Your task: Please render the entire listing below as a numbered list, one line per number, with blank lines skipped. Leave the picture out of your answer.

Recorded information:
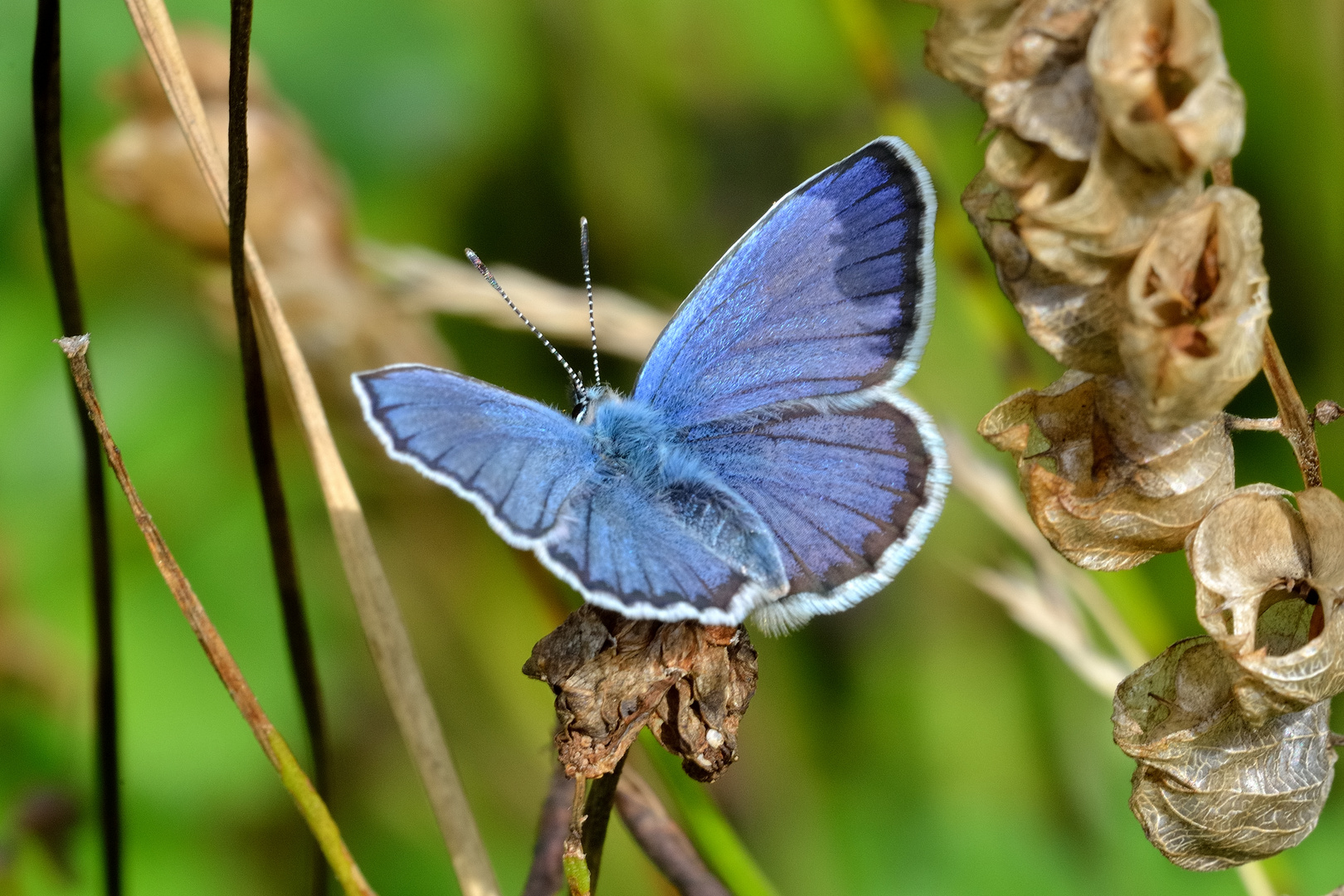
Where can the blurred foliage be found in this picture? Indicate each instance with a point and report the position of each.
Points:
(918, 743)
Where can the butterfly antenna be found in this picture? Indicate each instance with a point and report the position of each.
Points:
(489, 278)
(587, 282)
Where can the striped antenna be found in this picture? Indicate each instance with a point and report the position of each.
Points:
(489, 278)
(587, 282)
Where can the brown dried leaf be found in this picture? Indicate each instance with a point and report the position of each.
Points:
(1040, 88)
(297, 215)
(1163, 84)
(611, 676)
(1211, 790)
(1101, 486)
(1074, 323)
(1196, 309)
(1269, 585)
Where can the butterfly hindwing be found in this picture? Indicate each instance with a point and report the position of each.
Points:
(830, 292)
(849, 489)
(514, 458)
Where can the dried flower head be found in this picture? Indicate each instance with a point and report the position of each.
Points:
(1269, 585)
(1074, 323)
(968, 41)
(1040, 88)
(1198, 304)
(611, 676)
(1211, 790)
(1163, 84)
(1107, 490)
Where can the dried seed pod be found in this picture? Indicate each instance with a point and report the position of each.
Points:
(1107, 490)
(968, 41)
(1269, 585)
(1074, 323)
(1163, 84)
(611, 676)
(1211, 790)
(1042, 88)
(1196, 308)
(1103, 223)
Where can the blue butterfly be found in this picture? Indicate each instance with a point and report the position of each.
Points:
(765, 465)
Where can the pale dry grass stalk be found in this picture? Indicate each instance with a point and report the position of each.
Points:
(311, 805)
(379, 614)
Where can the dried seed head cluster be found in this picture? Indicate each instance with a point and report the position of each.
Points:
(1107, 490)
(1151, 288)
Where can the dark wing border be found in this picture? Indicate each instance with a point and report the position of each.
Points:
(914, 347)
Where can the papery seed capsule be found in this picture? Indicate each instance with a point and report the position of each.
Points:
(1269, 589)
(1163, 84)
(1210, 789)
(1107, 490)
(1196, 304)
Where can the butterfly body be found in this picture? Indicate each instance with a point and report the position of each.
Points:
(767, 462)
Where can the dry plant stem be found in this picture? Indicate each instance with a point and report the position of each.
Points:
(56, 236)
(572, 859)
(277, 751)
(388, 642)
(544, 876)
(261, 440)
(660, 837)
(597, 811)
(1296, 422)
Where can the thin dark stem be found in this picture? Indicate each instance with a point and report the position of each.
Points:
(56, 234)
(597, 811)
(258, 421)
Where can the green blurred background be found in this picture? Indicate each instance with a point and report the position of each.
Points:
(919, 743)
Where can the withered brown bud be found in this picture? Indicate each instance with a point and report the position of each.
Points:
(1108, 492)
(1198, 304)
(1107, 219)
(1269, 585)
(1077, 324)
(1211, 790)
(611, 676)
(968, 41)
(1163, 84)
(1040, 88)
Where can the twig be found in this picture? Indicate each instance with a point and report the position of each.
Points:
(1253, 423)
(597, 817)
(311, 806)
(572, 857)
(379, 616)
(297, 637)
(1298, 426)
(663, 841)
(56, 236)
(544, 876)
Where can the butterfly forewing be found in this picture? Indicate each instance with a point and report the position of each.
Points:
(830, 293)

Response to the exercise:
1. Where can the blurred foliage be found in this picture? Indicate each instance with a point and report the position of each.
2. Points:
3. (918, 743)
4. Where can the butterfly antenna be found in this picture? Indicate each instance with a point and report the position of each.
5. Points:
6. (489, 278)
7. (587, 282)
8. Where can the striped antenna be found in this picture? Indicate each instance with a point and report the position of each.
9. Points:
10. (489, 278)
11. (587, 282)
12. Where can the brown dried leaf be found in this picture? Indicate each instance with a point and report the position of each.
13. Points:
14. (1040, 88)
15. (297, 215)
16. (1163, 84)
17. (611, 676)
18. (1211, 790)
19. (1101, 486)
20. (1074, 323)
21. (1196, 309)
22. (1269, 585)
23. Where can the butterfly hindwing be found in this picture? Indicate each instance with a point and report the position of each.
24. Points:
25. (830, 292)
26. (849, 489)
27. (514, 458)
28. Where can the dried flower head be found in this picture? Indicate each instance with a point and report the position of each.
29. Points:
30. (1269, 585)
31. (1074, 323)
32. (968, 41)
33. (1040, 88)
34. (1198, 304)
35. (611, 676)
36. (1211, 790)
37. (1163, 84)
38. (1107, 490)
39. Where can the dried seed pod be found in this picture? Indicate each instance with a point and report the position of each.
40. Points:
41. (1107, 490)
42. (968, 41)
43. (1269, 585)
44. (1074, 323)
45. (1163, 84)
46. (611, 676)
47. (1211, 790)
48. (1042, 88)
49. (1196, 308)
50. (1103, 223)
51. Where can the blue butterfly be found in this picture? Indicate each instance with a point and report the position of each.
52. Points:
53. (765, 465)
54. Where can the pale dry grass stalk be found in this picture? Indicate each instance with a point and report the position of each.
55. Points:
56. (311, 805)
57. (379, 614)
58. Where can the dried seed head cluster be found in this picture? Indicate each instance with a point and report the position of each.
59. Points:
60. (1107, 490)
61. (1151, 288)
62. Where can the dark wing border be found in this picture? Indicate each instance with a point and report the position of each.
63. Points:
64. (914, 347)
65. Where can the papery seed capsule be found in this picture? Indicate each instance with a point and report the position of each.
66. Points:
67. (1269, 589)
68. (1163, 84)
69. (1210, 789)
70. (1107, 490)
71. (1196, 304)
72. Where can the butterfly body be found in this picture? Indicate each instance with a point and report the position of each.
73. Points:
74. (767, 462)
75. Where can the dry plant stem be found in this picture? Indicate each instance with a point and report the position of each.
76. Points:
77. (56, 236)
78. (572, 859)
79. (277, 751)
80. (388, 642)
81. (544, 876)
82. (261, 440)
83. (660, 837)
84. (597, 811)
85. (1296, 422)
86. Where can the thin dark stem be found in this picture? Indicate each instance with a point and report the position of each.
87. Points:
88. (56, 234)
89. (597, 811)
90. (258, 421)
91. Where can the green blurred background be found in this picture? Indicate each instance with a point and report the position of each.
92. Points:
93. (919, 743)
94. Where can the withered brown bud be found in this picture? Indicate each instance with a point and report the position of each.
95. Points:
96. (1108, 492)
97. (1198, 304)
98. (1107, 219)
99. (1269, 585)
100. (1077, 324)
101. (1211, 790)
102. (611, 676)
103. (968, 41)
104. (1163, 84)
105. (1040, 88)
106. Where can the twig be found in this picture? Indicate each instance with a point and report the position of each.
107. Points:
108. (1253, 423)
109. (597, 817)
110. (311, 806)
111. (572, 857)
112. (379, 616)
113. (297, 637)
114. (1298, 426)
115. (663, 841)
116. (56, 236)
117. (544, 876)
118. Where can the butterfly forewing be found in this picture? Indicate each instance with a point and report the position of each.
119. Points:
120. (830, 293)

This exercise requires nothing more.